▶ _EXERCISE DETAILS_
Apart from the images, reproduce all of the data word for word.
*** Opening LISTED RECORDS ***
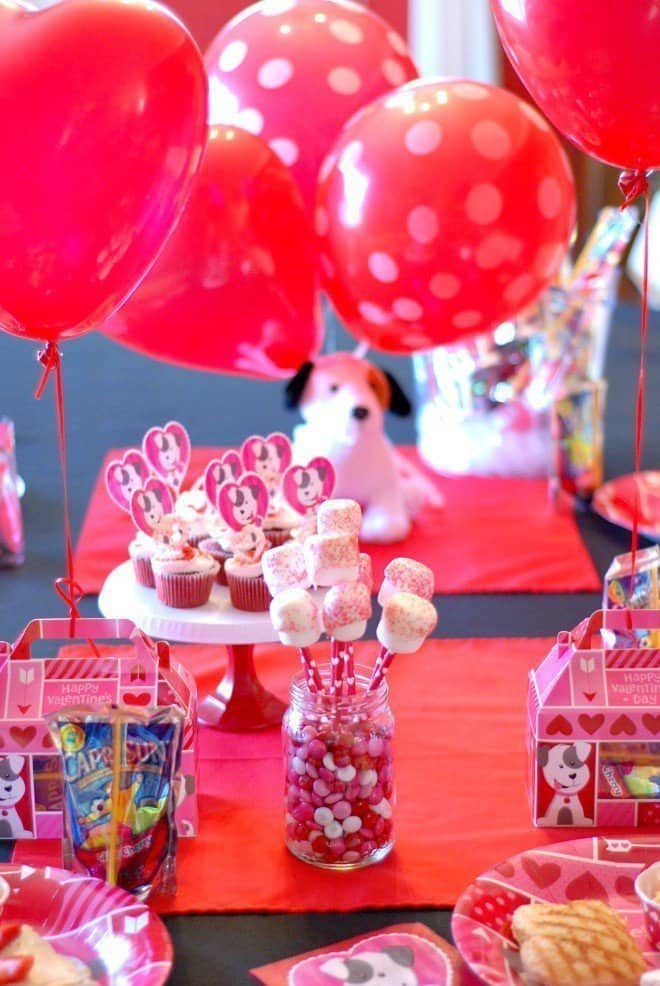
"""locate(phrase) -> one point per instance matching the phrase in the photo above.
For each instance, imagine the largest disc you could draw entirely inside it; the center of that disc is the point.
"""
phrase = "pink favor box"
(594, 725)
(31, 688)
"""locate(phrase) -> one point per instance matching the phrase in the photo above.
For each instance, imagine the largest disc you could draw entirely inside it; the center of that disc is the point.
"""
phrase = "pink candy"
(346, 609)
(332, 558)
(406, 575)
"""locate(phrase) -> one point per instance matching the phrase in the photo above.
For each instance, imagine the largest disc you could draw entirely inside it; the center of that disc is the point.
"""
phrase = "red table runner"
(493, 535)
(460, 768)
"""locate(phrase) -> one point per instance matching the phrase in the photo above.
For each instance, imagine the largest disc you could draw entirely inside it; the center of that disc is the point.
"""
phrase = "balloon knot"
(632, 184)
(49, 359)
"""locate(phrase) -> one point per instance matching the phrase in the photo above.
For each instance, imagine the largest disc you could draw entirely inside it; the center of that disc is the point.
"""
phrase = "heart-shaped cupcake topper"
(224, 470)
(167, 450)
(243, 502)
(124, 476)
(268, 457)
(150, 504)
(305, 487)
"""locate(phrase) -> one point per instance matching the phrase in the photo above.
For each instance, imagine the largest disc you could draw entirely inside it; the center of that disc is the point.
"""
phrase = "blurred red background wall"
(204, 18)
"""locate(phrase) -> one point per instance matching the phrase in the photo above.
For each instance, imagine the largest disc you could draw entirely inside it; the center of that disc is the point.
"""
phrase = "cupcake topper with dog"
(124, 476)
(168, 450)
(243, 506)
(305, 487)
(269, 458)
(219, 471)
(152, 511)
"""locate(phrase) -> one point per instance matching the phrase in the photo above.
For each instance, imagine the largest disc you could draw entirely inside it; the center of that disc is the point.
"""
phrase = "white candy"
(323, 816)
(352, 824)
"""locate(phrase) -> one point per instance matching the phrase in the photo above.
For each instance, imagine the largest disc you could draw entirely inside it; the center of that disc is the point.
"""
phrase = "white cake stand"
(240, 702)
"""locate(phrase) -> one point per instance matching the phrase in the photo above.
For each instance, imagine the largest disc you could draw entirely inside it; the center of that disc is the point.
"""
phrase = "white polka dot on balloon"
(549, 198)
(383, 267)
(423, 137)
(536, 118)
(275, 73)
(519, 289)
(286, 150)
(321, 221)
(408, 309)
(344, 81)
(394, 72)
(347, 32)
(467, 320)
(397, 42)
(372, 313)
(271, 8)
(491, 140)
(470, 90)
(251, 120)
(444, 286)
(548, 259)
(232, 56)
(496, 249)
(423, 224)
(483, 204)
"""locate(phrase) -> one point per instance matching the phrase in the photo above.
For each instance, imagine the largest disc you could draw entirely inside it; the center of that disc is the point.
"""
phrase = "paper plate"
(120, 939)
(615, 502)
(598, 868)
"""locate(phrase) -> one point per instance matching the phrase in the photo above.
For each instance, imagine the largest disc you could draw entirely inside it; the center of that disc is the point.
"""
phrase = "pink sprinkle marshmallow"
(294, 612)
(406, 622)
(365, 573)
(332, 558)
(406, 575)
(339, 517)
(345, 604)
(284, 568)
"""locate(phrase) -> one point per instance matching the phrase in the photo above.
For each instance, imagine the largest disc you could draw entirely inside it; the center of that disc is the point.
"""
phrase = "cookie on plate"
(584, 943)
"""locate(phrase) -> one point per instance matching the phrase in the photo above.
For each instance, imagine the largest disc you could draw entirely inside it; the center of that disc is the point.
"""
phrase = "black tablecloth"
(112, 397)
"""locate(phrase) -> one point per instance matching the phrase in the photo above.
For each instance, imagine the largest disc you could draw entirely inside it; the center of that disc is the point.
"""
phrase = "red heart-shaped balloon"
(103, 126)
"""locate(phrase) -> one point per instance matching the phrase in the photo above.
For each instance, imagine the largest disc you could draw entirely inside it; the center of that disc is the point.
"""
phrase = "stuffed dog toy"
(343, 400)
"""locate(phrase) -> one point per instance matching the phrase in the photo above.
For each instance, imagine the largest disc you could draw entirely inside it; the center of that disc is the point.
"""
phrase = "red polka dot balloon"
(444, 209)
(294, 71)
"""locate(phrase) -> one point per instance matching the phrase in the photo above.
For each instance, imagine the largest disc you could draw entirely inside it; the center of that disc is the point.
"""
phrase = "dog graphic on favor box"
(566, 771)
(12, 789)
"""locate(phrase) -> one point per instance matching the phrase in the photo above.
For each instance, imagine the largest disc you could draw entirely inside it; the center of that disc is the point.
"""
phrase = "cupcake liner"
(185, 590)
(212, 548)
(248, 593)
(144, 573)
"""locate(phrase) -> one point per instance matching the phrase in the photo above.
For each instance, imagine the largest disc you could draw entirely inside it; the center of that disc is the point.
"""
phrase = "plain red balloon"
(294, 71)
(592, 67)
(444, 209)
(234, 288)
(102, 108)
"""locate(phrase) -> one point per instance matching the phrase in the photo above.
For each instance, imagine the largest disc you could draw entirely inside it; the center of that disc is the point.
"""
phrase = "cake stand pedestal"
(240, 702)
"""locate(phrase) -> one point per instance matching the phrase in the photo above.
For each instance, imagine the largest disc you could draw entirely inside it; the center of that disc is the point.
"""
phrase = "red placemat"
(494, 535)
(460, 767)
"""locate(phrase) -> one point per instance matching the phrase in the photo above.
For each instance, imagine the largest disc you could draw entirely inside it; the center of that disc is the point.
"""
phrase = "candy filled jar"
(339, 789)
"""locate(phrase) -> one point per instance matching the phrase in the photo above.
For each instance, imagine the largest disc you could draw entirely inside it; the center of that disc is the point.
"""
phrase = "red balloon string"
(67, 588)
(633, 185)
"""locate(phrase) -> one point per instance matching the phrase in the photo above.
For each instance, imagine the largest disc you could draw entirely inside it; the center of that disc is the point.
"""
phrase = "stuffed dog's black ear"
(295, 387)
(399, 403)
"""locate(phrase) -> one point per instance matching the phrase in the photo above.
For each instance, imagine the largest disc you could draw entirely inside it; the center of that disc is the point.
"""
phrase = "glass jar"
(339, 793)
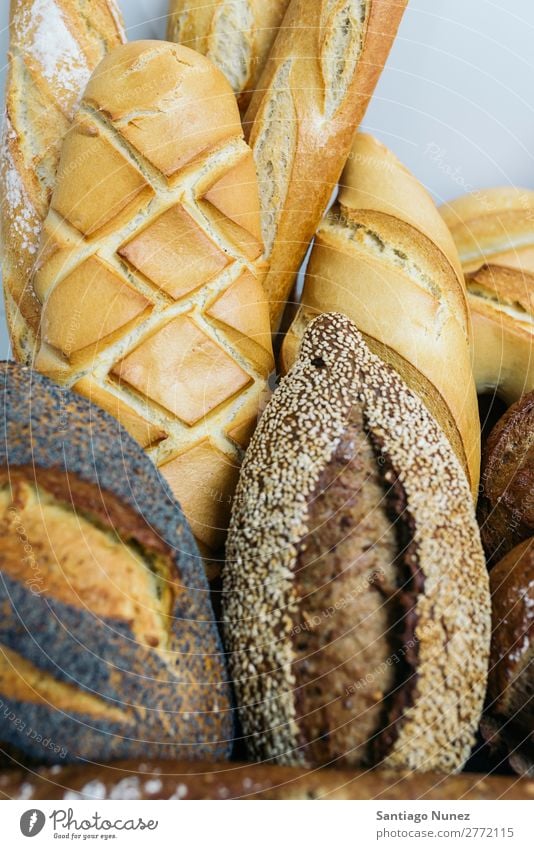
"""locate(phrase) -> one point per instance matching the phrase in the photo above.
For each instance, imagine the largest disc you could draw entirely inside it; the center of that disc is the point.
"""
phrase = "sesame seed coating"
(295, 440)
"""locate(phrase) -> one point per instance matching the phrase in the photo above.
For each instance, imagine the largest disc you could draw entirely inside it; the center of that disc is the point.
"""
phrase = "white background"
(455, 101)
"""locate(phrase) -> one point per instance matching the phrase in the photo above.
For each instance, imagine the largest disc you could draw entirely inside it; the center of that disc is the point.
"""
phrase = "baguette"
(108, 643)
(54, 47)
(494, 236)
(355, 593)
(312, 95)
(156, 780)
(150, 271)
(236, 35)
(383, 257)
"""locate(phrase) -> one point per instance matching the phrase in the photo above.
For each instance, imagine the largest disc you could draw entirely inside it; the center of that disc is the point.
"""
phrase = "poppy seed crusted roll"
(356, 602)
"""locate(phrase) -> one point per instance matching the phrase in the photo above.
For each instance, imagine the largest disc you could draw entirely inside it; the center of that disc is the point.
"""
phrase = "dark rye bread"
(356, 598)
(108, 644)
(506, 505)
(509, 721)
(221, 781)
*** Closing LISTED RECORDS ***
▶ _THE COMPLETED TASK_
"""locate(phrase) -> one point per instance matching the phrase in the photo above.
For each instance, imagine the largest disc you could draw entirely inside it; the center of that disc is the point.
"""
phrase = "pink favor box"
(594, 725)
(31, 688)
"""locate(phrase) -> one point per instance matching the phrase in the photo above.
For each instance, imagine the largest disc you could draw entirely inside it; the center of that disc is the point.
"""
phrase = "pink candy"
(346, 609)
(332, 558)
(406, 575)
"""locate(phrase) -> one point per instance matching the phrase in the photo above.
For each instance, imagine the largest disc you could draw entirely inside it; the center of that disc is the point.
"""
phrase = "red table runner"
(493, 535)
(460, 768)
"""locate(phrase) -> one point per instance matching the phrase in the photo above.
For each instance, imagine the largest disc you could draw entirely inside it; the center of that disc is the point.
"""
phrase = "balloon knot"
(632, 184)
(49, 359)
"""locate(phrase) -> one point per instance matching the phrase in the photo above.
For each instance, imagine the largest disc you could draw entirely inside it; the center of that disc is the point.
"""
phrase = "heart-shaped cupcake topper"
(224, 470)
(167, 450)
(243, 502)
(124, 476)
(268, 457)
(150, 504)
(305, 487)
"""locate(phrase) -> one point per instance matching the phrase in the photo above.
For each instance, imagine the largest disc you could draw entirely inside it; the center of that disc is the point.
"""
phrase = "blurred red background wall"
(204, 18)
"""locate(phrase) -> one point per instance matching the phrase in the photo above.
For each instance, imagine the largest disc you could draw entirely inside it; the center of that disc is the point.
"""
phrase = "cupcake topper with dog"
(124, 476)
(168, 450)
(243, 506)
(305, 487)
(269, 458)
(219, 471)
(152, 511)
"""locate(phrase) -> one point per instance matching the phrase in the photo above.
For each instance, imagine the largest disc you could draw entirely inside it; the center of that disc is the point.
"""
phrase = "white candy"
(323, 816)
(352, 824)
"""locate(phrase) -> one point per instance matching the phrase in the photo above.
For each instance, imagine the largest disc you could draw entirely inside it; the center of that disc is the point.
"""
phrase = "white cake stand"
(240, 702)
"""locate(phrase) -> one point per instance matching the phrase in the photo above.
For each instance, imagine the largest disc you could draw entirely inside it; the center of that disc is the point.
"""
phrase = "white polka dot on balloon"
(549, 198)
(383, 267)
(423, 137)
(536, 118)
(275, 73)
(519, 289)
(286, 150)
(321, 221)
(408, 309)
(344, 81)
(394, 72)
(347, 32)
(467, 320)
(397, 42)
(372, 313)
(271, 8)
(491, 140)
(470, 90)
(251, 120)
(444, 286)
(548, 259)
(232, 56)
(496, 249)
(423, 224)
(483, 204)
"""locate(phrase) -> one point per instance matching the phrase in the photo above.
For each instance, imagine the largest disc you could draw entirely inside it; the center of that disc is the point.
"""
phrase = "paper plate"
(120, 939)
(615, 502)
(598, 868)
"""locate(phrase) -> one point per instance matching the phrase in the photo above.
For each instance, imagine the largest disc you could draw entirely inside it; the center of that disc is the point.
"""
phrase = "pink sprinkle marshmallow"
(294, 612)
(406, 622)
(365, 573)
(332, 558)
(406, 575)
(339, 517)
(345, 604)
(284, 568)
"""locate(phrase) -> one point per instance matching the phrase in the photo above.
For each instance, imagine the largest disc you could draw entirely inside it; the center of that disc is the point.
"""
phrase = "cookie on plate"
(584, 943)
"""locate(phrase) -> one point per instance matching the phrase in the photo above.
For each instance, imagine the largest disc you could draw entirely inside it; the center of that disc is the point.
"""
phrase = "black tablecloth"
(112, 397)
"""locate(phrase) -> one point per instance matching the phrase in the photo above.
For each instance, imagine the largest disc you could draw entirely inside it; the center of that disc is the point.
"""
phrase = "red heart-shaped balloon"
(103, 126)
"""locate(phrase) -> one point per instance matching the phrase in the photo above.
For each instance, imagine the largest disc you could draw entirely inside it; the center of that disc is the point.
"""
phrase = "stuffed dog toy"
(343, 400)
"""locate(phrase) -> one point per instance matching the phrase in the photo above.
For each instance, imagine the largest disc you could draw entirely inside it; the center of that disc is the point.
"""
phrase = "red polka dot balloon"
(444, 209)
(294, 71)
"""locate(phrase) -> one point per instance matching the phrase in the photo above.
For each instance, imagine the largest disc you could draw entirely inside it; the center of that disc is the point.
"""
phrase = "dog graphic on favor box"
(566, 771)
(12, 789)
"""locate(phrase) -> one point per instance matching the phrase in the photo above.
For each instance, imagine the largest disc you could draw entirely inside it; the center of that disc is the point.
"""
phrase = "cupcake liner"
(185, 590)
(212, 548)
(248, 593)
(144, 573)
"""locate(phrase) -> one point per instance matching the phrase in the photo above.
For each instance, imagine the largest disc you could draw entirely inside it; the center of that disc is the point.
"""
phrase = "plain red balloon"
(294, 71)
(592, 67)
(444, 209)
(234, 288)
(102, 108)
"""locate(phrase) -> one point per instance matching the phrase in the photo above.
For each instance, imagine the largest disc you could draw entirely inside it; the center of that disc is the point.
"""
phrase = "cake stand pedestal"
(240, 702)
"""locate(phrase) -> one point per instance matching the phrase in the photo above.
For each instance, imagine the largest disc you could draw entirely inside it; the center of that disc is the point.
"""
phrase = "red placemat"
(494, 535)
(460, 767)
"""locate(phrase) -> one point per instance matching the phrase in the photo above.
For each instance, imagine the largest disc you could draw entirely inside it; the center of that disc is the point.
"""
phrase = "candy filled jar"
(339, 789)
"""locate(phrase) -> one point per instance matching the phrase in the photo above.
For each instance, imagine the largest disc you could draw entirely inside it; the center of that disc is the point.
"""
phrase = "red balloon string"
(67, 588)
(633, 185)
"""locate(phrase) -> one point per instance matching the phrase in the photo above.
For each instance, imagine the largest disc you could draw entirely inside it; the center of that disc is the point.
"""
phrase = "stuffed dog's black ear"
(295, 387)
(399, 403)
"""locate(phrase) -> one point per instance matching the phrase in the photo above.
For each instance, imagine the largest disc you could draw entirely inside it; the center of that disc is the point.
"""
phrase = "glass jar"
(339, 793)
"""locate(phrase) -> one point per instance matching the phrase in the photo above.
For each instance, imagine the largest disc you could draw entirely inside it; the center of that disc is the point.
"""
phrase = "sesame seed coating"
(295, 440)
"""locate(phrase) -> one point per instance matching the phrase in the photo above.
For each instance, imagine the largest disc you could draw entirely inside it; the center of that disc is the point.
"""
phrase = "white background"
(455, 101)
"""locate(phrase) -> one point per instance matching the phrase in the photo above.
For each instance, imagine the largest disc you could draw entirely inside it; the center of that disc is the point.
"""
phrase = "baguette"
(108, 643)
(54, 47)
(494, 236)
(355, 593)
(312, 95)
(156, 780)
(150, 271)
(236, 35)
(383, 257)
"""locate(phrase) -> one point per instance matching the phrase in the photo above.
For each instance, imagine the largest disc you could draw entirely inside it; the center of that disc is the point.
"""
phrase = "poppy seed crusted roll"
(356, 602)
"""locate(phrase) -> one point per instance matching the phrase in the photo above.
For each instance, imagine the largest disc you could draw entirely inside it; the center of that disc is the point.
"""
phrase = "dark rye bread"
(356, 598)
(108, 644)
(506, 505)
(509, 721)
(221, 781)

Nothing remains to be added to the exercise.